**Passage provided:**
□ □ □ □ □
From Fedora Project Wiki


Python 3.2

Summary

Update the Python 3 stack in Fedora from 3.1 to 3.2

Owner

  • Email: <dmalcolm@redhat.com>

Current status

  • Targeted release: Fedora 15
  • Last updated: 2011-04-07
  • Percentage of completion: 100%

Upstream has now released 3.2 (see the upstream release schedule)

Latest in F15 is 3.2 (via an errata)

Latest in F16 is 3.2

The final change to the bytecode format for 3.2 was in upstream revision 84686, which changed the magic number of .pyc/.pyo files to 3180. The latest version of rpmlint for F15 (and rawhide) correctly checks for this bytecode version in python 3 rpms (see RHBZ #672352)

The "file" command has been taught about 3.2's .pyc/.pyo files: RHBZ #678458 (though so far only fixed in F16 onwards)


Detailed Description

Python 3.2 is the latest release of the Python 3 language. Although the core language has been frozen (to allow the non-CPython implementation of Python to "catch up" with CPython), 3.2 contains hundreds of fixes and tweaks throughout, a few of which I'm responsible for ;-)

Benefit to Fedora

Fedora aims to showcase the latest in free and open source software - we should have the most recent release of Python 3.

Scope

The core python3 src.rpm has been rebuilt with the latest 3.2 code.

There have been some slight changes to the on-disk layout of how Python organizes extension modules: PEP-3147 and PEP-3149.
□ □ □ □ □
**Data listing:**
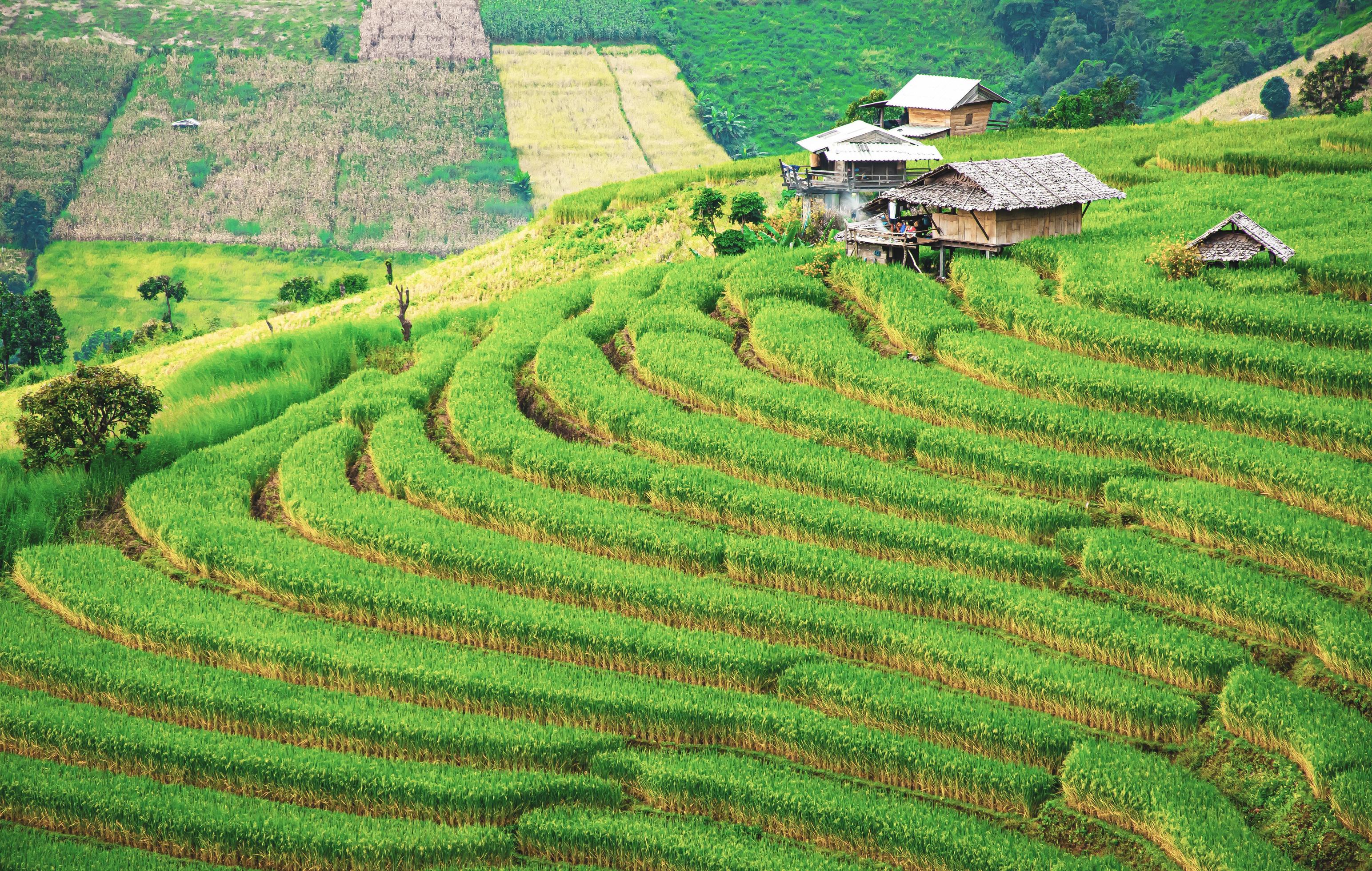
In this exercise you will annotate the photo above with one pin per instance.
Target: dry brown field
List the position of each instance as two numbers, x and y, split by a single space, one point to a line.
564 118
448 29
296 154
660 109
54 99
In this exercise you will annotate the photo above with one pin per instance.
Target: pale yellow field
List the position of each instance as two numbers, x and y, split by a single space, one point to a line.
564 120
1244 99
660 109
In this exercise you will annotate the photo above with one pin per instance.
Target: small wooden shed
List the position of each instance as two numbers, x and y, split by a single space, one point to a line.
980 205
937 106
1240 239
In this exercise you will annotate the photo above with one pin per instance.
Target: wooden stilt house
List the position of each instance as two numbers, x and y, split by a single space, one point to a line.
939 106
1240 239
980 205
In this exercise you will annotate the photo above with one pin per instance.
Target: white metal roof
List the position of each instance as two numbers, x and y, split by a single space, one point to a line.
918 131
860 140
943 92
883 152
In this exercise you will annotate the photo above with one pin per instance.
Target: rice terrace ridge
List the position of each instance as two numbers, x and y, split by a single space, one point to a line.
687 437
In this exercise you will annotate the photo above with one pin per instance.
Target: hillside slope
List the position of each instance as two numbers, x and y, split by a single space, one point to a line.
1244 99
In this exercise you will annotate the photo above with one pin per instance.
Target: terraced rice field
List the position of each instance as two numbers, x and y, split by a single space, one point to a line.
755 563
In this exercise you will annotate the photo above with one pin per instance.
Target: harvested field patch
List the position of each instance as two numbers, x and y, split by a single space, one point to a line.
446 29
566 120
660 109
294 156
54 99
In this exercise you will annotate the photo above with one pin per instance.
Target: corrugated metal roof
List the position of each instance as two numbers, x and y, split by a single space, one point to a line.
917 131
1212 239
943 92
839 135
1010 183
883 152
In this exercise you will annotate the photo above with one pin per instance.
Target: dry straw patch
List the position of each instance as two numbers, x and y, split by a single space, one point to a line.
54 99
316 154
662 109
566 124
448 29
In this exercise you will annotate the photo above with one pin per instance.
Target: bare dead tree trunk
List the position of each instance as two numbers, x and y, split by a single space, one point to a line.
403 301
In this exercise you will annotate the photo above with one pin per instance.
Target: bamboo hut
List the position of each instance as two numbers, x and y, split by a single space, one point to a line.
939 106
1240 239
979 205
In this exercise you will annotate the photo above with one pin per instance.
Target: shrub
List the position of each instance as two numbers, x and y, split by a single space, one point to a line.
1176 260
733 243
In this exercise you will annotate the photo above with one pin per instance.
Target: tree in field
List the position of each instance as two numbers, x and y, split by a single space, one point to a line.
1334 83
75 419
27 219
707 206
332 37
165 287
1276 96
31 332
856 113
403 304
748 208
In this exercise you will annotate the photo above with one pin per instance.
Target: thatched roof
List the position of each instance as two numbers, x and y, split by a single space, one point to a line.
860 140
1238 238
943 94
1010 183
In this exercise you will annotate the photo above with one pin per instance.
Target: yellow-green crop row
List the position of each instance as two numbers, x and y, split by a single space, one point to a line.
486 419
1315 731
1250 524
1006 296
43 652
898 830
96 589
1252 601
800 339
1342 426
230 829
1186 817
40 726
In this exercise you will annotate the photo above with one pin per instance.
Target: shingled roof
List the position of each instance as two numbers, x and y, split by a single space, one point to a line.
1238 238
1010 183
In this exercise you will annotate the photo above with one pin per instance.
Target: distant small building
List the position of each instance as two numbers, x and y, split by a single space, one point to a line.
□ □ □ □ □
**Requirement A:** What are the section headings that follow the title on the Python 3.2 wiki page?
**Requirement B:** Can you write out the part of the Python 3.2 wiki page starting at "Fedora aims to" and ending at "latest 3.2 code."?
The listing isn't needed for what comes next.

**Solution A:**
Summary
Owner
Current status
Detailed Description
Benefit to Fedora
Scope

**Solution B:**
Fedora aims to showcase the latest in free and open source software - we should have the most recent release of Python 3.

Scope

The core python3 src.rpm has been rebuilt with the latest 3.2 code.